→ Aufgabe 1
Gib bitte den Abschnitt aus dem Auszug zum balkanischen Sprachbund wortgetreu wieder, beginnend mit „Schaller, der eine“ und weiter bis einschließlich „gegeben. (S. 197)“.

→ Textauszug
───

Die erste Periode ist die Vorgeschichte, in der der balkanische Sprachbund noch nicht bestand, einer Zeit, in der wir Vorstufen finden, wie z. B. Vermeidungen von Infinitivkonstruktionen im NT. und früher. [...] die vorhandenen Reste thrakischer, dakischer, illyrischer, altmakedonischer Sprachen sind für die Erhellung moderner Sprachzustände noch unverwertbar. (S. 123)

Schaller, der eine ähnliche Einteilung vornimmt (1975, S. 196 /197), verweist auch auf die Rolle des Lateinischen:

Mit dem Vorhandensein eines griechischen und eines lateinischen Adstrats, der Herausbildung der südslavischen Balkansprachen waren die Voraussetzungen für die Entstehung der zahlreichen Übereinstimmungen gegeben. (S. 197)

───

Dateneinträge:
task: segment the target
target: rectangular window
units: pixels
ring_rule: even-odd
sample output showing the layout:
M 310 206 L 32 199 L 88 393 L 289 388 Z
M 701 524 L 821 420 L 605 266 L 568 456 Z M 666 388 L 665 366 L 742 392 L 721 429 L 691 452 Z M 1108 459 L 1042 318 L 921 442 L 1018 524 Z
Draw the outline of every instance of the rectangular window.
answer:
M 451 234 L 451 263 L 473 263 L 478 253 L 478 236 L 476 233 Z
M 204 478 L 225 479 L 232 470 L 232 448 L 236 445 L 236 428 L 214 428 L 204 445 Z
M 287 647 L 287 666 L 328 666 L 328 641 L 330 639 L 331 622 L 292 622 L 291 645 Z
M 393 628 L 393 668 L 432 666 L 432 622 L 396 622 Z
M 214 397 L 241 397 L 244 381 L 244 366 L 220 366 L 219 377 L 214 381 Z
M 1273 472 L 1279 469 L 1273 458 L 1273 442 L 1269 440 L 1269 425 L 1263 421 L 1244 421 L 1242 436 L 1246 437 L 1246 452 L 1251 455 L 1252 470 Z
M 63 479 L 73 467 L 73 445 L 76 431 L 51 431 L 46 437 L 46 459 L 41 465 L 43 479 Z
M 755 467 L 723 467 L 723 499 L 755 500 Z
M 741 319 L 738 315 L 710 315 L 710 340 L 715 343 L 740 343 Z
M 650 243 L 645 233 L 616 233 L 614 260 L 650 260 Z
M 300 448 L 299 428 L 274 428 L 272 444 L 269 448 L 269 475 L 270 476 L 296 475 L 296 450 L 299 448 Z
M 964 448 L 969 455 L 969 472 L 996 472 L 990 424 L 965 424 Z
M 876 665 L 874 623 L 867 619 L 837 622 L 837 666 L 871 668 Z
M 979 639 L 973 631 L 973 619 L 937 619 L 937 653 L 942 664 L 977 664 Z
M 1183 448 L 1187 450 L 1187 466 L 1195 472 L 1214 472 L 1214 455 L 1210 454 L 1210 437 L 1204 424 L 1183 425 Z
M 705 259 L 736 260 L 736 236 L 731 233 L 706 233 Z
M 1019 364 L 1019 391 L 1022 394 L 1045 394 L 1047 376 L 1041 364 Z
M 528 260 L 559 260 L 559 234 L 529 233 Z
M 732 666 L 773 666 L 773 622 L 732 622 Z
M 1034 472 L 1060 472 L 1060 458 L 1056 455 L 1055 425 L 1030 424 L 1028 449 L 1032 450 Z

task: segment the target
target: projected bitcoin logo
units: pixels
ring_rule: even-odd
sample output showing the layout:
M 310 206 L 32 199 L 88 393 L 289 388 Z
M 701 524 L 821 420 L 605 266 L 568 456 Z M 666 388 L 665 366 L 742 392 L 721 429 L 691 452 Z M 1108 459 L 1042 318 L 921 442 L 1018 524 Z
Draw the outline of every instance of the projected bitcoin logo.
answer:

───

→ Aufgabe 2
Wandle sämtliche Zeilen der Dateneinträge in eine nummerierte Liste um und lass Leerzeilen dabei weg.

→ Vollständige Antwort 1
Schaller, der eine ähnliche Einteilung vornimmt (1975, S. 196 /197), verweist auch auf die Rolle des Lateinischen:

Mit dem Vorhandensein eines griechischen und eines lateinischen Adstrats, der Herausbildung der südslavischen Balkansprachen waren die Voraussetzungen für die Entstehung der zahlreichen Übereinstimmungen gegeben. (S. 197)

→ Vollständige Antwort 2
1. task: segment the target
2. target: rectangular window
3. units: pixels
4. ring_rule: even-odd
5. sample output showing the layout:
6. M 310 206 L 32 199 L 88 393 L 289 388 Z
7. M 701 524 L 821 420 L 605 266 L 568 456 Z M 666 388 L 665 366 L 742 392 L 721 429 L 691 452 Z M 1108 459 L 1042 318 L 921 442 L 1018 524 Z
8. Draw the outline of every instance of the rectangular window.
9. answer:
10. M 451 234 L 451 263 L 473 263 L 478 253 L 478 236 L 476 233 Z
11. M 204 478 L 225 479 L 232 470 L 232 448 L 236 445 L 236 428 L 214 428 L 204 445 Z
12. M 287 647 L 287 666 L 328 666 L 328 641 L 330 639 L 331 622 L 292 622 L 291 645 Z
13. M 393 628 L 393 668 L 432 666 L 432 622 L 396 622 Z
14. M 214 397 L 241 397 L 244 381 L 244 366 L 220 366 L 219 377 L 214 381 Z
15. M 1273 472 L 1279 469 L 1273 458 L 1273 442 L 1269 440 L 1269 425 L 1263 421 L 1244 421 L 1242 436 L 1246 437 L 1246 452 L 1251 455 L 1252 470 Z
16. M 63 479 L 73 467 L 73 445 L 76 431 L 51 431 L 46 437 L 46 459 L 41 465 L 43 479 Z
17. M 755 467 L 723 467 L 723 499 L 755 500 Z
18. M 741 319 L 738 315 L 710 315 L 710 340 L 715 343 L 740 343 Z
19. M 650 243 L 645 233 L 616 233 L 614 260 L 650 260 Z
20. M 300 448 L 299 428 L 274 428 L 272 444 L 269 448 L 269 475 L 270 476 L 296 475 L 296 450 L 299 448 Z
21. M 964 448 L 969 455 L 969 472 L 996 472 L 990 424 L 965 424 Z
22. M 876 665 L 874 623 L 867 619 L 837 622 L 837 666 L 871 668 Z
23. M 979 639 L 973 631 L 973 619 L 937 619 L 937 653 L 942 664 L 977 664 Z
24. M 1183 448 L 1187 450 L 1187 466 L 1195 472 L 1214 472 L 1214 455 L 1210 454 L 1210 437 L 1204 424 L 1183 425 Z
25. M 705 259 L 736 260 L 736 236 L 731 233 L 706 233 Z
26. M 1019 364 L 1019 391 L 1022 394 L 1045 394 L 1047 376 L 1041 364 Z
27. M 528 260 L 559 260 L 559 234 L 529 233 Z
28. M 732 666 L 773 666 L 773 622 L 732 622 Z
29. M 1034 472 L 1060 472 L 1060 458 L 1056 455 L 1055 425 L 1030 424 L 1028 449 L 1032 450 Z
30. task: segment the target
31. target: projected bitcoin logo
32. units: pixels
33. ring_rule: even-odd
34. sample output showing the layout:
35. M 310 206 L 32 199 L 88 393 L 289 388 Z
36. M 701 524 L 821 420 L 605 266 L 568 456 Z M 666 388 L 665 366 L 742 392 L 721 429 L 691 452 Z M 1108 459 L 1042 318 L 921 442 L 1018 524 Z
37. Draw the outline of every instance of the projected bitcoin logo.
38. answer:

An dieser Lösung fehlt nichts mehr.